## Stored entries
━━━━━━━━━━━━━━━━

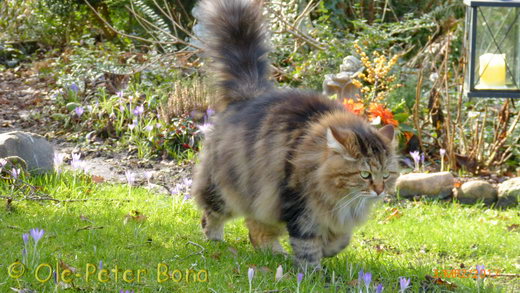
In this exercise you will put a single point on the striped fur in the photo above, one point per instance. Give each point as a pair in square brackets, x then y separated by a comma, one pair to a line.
[286, 160]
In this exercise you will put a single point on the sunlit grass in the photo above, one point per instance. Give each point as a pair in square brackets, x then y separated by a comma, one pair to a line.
[141, 230]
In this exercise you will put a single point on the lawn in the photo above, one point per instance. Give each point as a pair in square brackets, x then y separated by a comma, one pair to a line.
[135, 236]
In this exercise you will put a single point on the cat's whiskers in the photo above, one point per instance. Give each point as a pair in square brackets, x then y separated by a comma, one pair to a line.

━━━━━━━━━━━━━━━━

## EXERCISE AIM
Retype everything in the material word for word, minus pictures.

## CORRECT RESPONSE
In this exercise you will put a single point on the striped fur in the photo above, one point per instance. Give each point as a pair in square brackets, x then y separated by a comma, one pair to a line.
[286, 160]
In this exercise you will put a single point on the sunlit grass in the photo above, one point per instance. Give each point as a pair in square brackets, x then y separated by a comma, one pair to a line.
[141, 230]
In this exercise you will put a single point on the lawn in the photo above, one point per instance. Give each point as a pair in square brackets, x then y separated by a comma, one pair to a line.
[135, 236]
In this exercise you will put a single point on the cat's whiskers in the photo above, one point per instance. Give each point as a pair in square brackets, x then y separated by a comma, one pair to a line.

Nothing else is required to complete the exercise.